***** RECORD LIST *****

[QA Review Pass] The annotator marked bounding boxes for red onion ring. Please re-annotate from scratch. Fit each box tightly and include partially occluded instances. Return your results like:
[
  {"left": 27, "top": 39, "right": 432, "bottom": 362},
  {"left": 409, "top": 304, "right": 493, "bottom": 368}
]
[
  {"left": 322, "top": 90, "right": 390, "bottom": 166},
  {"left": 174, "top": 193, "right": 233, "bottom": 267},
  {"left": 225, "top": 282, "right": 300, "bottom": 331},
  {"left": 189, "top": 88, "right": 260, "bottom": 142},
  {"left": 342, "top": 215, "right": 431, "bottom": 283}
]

*****

WRITTEN REQUEST> Rewrite every line of the entries above as a numbered list, leaving out any blank lines.

SOLUTION FOR THIS PROBLEM>
1. [QA Review Pass] The annotator marked bounding boxes for red onion ring. Please re-annotate from scratch. Fit each box tightly and include partially occluded instances. Return your results like:
2. [
3.   {"left": 27, "top": 39, "right": 432, "bottom": 362},
4.   {"left": 409, "top": 304, "right": 493, "bottom": 368}
5. ]
6. [
7.   {"left": 322, "top": 90, "right": 390, "bottom": 166},
8.   {"left": 174, "top": 193, "right": 233, "bottom": 267},
9.   {"left": 225, "top": 282, "right": 300, "bottom": 331},
10.   {"left": 189, "top": 88, "right": 260, "bottom": 142},
11.   {"left": 342, "top": 215, "right": 431, "bottom": 283}
12. ]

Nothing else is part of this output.